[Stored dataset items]
==================================================

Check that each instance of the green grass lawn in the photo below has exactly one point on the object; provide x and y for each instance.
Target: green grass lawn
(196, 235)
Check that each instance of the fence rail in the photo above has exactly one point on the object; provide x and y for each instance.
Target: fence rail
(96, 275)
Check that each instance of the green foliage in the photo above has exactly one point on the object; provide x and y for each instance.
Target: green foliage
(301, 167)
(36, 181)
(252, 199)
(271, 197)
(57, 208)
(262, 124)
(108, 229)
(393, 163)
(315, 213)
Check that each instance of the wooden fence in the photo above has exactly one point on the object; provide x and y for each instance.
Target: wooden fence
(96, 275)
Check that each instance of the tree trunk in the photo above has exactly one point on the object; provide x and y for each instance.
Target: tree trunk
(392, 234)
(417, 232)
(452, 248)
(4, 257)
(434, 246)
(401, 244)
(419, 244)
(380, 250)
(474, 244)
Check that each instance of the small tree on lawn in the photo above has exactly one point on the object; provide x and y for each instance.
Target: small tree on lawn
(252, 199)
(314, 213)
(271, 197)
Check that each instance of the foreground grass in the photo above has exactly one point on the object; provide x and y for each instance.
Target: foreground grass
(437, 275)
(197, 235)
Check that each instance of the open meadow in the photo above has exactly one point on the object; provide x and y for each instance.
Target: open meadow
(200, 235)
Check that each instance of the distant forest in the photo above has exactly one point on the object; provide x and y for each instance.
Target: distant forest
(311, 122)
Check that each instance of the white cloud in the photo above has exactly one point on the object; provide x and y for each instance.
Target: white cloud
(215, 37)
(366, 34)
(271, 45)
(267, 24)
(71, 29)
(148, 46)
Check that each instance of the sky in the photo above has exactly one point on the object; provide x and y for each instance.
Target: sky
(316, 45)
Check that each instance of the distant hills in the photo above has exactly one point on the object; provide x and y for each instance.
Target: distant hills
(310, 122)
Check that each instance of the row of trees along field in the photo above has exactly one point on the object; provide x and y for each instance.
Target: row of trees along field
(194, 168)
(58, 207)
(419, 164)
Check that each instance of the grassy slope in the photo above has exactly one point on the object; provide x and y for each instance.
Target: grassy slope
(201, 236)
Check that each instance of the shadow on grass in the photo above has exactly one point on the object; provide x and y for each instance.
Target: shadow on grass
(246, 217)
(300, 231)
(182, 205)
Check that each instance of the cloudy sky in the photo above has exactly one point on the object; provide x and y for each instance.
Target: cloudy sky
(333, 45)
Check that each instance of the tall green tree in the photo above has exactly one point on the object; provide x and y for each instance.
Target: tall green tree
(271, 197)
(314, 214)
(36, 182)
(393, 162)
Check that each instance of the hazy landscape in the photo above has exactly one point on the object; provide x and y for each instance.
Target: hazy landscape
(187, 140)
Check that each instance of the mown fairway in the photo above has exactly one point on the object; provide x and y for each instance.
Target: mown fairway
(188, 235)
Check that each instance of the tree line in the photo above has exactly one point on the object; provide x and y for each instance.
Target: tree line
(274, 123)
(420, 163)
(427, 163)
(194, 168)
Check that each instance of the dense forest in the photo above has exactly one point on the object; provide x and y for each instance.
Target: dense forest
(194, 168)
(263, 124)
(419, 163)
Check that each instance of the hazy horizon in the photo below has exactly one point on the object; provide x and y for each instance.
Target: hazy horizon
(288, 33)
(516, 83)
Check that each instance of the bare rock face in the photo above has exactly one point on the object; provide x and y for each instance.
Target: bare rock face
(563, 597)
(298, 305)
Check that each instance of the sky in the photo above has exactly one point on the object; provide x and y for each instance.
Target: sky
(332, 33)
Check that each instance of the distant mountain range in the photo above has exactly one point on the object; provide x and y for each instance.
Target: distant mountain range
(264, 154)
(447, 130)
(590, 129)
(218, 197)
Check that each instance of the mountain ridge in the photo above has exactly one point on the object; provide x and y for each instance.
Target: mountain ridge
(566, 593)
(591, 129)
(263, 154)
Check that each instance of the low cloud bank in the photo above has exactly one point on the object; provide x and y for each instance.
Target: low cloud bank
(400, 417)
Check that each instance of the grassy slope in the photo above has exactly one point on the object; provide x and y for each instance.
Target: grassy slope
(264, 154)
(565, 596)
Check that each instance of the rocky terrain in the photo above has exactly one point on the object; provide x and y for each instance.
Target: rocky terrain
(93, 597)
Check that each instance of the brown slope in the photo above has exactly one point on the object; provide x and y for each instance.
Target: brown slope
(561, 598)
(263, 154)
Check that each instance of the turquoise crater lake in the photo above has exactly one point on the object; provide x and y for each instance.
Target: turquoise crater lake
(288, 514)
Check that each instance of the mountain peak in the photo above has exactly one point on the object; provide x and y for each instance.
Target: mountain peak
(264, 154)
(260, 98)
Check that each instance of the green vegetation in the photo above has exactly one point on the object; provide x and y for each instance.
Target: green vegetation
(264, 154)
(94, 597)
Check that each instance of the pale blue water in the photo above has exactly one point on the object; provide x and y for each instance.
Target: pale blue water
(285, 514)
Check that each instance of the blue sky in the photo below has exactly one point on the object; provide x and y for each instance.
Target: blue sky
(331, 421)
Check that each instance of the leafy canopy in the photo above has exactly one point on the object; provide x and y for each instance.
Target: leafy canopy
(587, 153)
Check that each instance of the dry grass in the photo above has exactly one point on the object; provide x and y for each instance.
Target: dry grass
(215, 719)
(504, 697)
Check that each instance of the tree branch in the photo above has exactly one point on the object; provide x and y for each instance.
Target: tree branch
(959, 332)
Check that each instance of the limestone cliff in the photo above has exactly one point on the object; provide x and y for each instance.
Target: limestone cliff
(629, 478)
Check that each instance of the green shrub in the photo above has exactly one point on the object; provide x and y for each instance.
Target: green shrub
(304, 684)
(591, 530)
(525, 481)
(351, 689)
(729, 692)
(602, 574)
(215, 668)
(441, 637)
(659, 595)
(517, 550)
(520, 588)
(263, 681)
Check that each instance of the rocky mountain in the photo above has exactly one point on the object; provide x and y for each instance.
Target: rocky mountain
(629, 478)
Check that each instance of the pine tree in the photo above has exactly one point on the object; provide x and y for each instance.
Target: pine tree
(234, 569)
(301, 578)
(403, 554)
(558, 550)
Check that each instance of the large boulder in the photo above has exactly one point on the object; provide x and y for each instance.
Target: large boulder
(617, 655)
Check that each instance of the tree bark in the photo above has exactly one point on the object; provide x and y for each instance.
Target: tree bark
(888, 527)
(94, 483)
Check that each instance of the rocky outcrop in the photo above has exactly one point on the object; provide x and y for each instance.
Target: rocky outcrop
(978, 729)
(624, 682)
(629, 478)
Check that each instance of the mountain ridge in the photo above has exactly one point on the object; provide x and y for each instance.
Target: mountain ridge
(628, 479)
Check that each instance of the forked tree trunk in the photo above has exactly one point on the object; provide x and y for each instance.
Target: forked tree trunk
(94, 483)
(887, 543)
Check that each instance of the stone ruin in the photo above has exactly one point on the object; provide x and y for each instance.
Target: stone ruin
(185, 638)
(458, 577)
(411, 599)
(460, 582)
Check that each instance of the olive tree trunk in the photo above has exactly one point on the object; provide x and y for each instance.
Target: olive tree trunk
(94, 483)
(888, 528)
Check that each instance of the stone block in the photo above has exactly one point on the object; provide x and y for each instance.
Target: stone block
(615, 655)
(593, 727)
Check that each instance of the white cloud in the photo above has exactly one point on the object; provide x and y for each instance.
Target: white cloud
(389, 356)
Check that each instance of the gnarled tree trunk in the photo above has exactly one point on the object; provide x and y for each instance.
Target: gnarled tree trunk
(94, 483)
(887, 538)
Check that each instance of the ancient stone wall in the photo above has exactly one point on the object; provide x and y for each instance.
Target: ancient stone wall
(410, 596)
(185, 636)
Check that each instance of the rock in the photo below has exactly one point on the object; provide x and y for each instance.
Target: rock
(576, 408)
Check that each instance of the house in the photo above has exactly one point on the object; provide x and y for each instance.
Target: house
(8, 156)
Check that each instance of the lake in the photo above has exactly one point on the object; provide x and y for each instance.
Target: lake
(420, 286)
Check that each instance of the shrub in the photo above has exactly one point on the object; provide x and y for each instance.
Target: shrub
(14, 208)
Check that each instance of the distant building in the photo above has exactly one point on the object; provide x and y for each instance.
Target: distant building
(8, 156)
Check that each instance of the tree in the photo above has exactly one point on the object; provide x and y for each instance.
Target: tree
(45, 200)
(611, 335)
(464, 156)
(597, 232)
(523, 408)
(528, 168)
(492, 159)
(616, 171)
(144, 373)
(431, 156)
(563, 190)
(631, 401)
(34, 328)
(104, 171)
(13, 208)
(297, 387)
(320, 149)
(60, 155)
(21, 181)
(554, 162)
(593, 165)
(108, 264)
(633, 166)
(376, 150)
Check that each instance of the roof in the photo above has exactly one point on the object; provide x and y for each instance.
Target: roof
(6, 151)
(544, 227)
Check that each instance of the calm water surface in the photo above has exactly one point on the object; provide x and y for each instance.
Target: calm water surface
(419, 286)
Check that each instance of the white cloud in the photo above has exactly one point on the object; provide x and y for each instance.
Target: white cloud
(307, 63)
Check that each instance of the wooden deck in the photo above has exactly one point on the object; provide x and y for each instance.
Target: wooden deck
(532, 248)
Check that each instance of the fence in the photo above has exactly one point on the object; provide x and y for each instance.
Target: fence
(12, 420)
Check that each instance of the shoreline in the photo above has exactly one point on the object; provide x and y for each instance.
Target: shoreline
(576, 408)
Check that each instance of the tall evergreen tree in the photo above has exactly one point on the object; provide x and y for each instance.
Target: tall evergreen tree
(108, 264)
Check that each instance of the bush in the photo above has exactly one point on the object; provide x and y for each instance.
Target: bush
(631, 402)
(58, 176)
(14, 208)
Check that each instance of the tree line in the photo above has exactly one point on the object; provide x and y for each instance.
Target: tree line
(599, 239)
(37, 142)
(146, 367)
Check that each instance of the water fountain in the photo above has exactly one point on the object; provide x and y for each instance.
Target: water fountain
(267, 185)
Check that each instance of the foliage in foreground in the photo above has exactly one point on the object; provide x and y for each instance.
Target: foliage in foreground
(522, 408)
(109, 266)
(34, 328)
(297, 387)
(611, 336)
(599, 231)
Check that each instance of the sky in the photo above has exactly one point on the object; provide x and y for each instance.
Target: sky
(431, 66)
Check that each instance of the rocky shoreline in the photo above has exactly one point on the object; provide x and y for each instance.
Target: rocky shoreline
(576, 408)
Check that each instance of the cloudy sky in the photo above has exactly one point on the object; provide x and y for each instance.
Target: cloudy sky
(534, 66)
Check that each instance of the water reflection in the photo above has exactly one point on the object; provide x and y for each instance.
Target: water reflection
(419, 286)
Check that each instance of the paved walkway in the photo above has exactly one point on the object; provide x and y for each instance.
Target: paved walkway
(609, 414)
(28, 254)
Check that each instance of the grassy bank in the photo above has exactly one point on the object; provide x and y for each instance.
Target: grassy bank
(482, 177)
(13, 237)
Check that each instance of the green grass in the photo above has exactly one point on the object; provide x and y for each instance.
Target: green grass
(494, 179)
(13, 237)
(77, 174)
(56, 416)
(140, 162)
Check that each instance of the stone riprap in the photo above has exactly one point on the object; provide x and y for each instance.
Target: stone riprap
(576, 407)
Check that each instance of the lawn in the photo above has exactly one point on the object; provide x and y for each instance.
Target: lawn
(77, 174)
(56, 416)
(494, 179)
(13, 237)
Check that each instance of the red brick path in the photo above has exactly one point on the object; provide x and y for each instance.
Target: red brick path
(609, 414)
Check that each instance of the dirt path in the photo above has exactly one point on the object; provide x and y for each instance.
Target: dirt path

==================================================

__JOB__. Give again only the lines of the material above that run from the one with "Check that each instance of the foliage" through the end, both included, exactly as they appear.

__REPLY__.
Check that each instance of the foliage in foreground in the photo above has exactly one point on the object; provide x and y for each instance.
Target: foliage in foreground
(522, 408)
(109, 266)
(34, 328)
(297, 387)
(611, 336)
(599, 231)
Check that each instance of the sky in the photo above has exactly one point on the object; provide x and y for each instance.
Target: sky
(431, 66)
Check that each instance of the rocky shoreline in the photo above has exactly one point on the object; provide x and y for each instance.
Target: rocky shoreline
(576, 408)
Check that each instance of the cloudy sky in the photo above has exactly one point on the object; provide x and y for each instance.
Target: cloudy sky
(534, 66)
Check that each instance of the water reflection in the photo above has exactly one point on the object; provide x and y for each instance.
Target: water reflection
(419, 286)
Check that each instance of the paved walkway in the photo above has exactly one point on the object; provide x and y for each instance.
Target: paved walkway
(609, 414)
(28, 254)
Check that each instance of the grassy bank in the photo above has exactly one point on the object; provide x and y for each instance.
Target: grassy bank
(482, 177)
(13, 237)
Check that each instance of the green grass in the photo above has exactly one point on the object; provide x and y for each instance.
Target: green grass
(494, 179)
(13, 237)
(77, 174)
(56, 416)
(140, 162)
Check that each instance of the stone riprap in the photo above has exactly one point on the object; provide x and y for each instance.
Target: stone riprap
(576, 407)
Check that each instance of the lawn in the photo above has exactly one point on the object; provide x and y for each instance.
Target: lawn
(77, 174)
(56, 416)
(494, 179)
(13, 237)
Check that each instance of the red brick path in the photo above has exactly one point on the object; provide x and y for each instance.
Target: red brick path
(609, 414)
Check that each instance of the dirt path in the photo above has exactly one point on the object; provide x and y for each instance.
Target: dirt path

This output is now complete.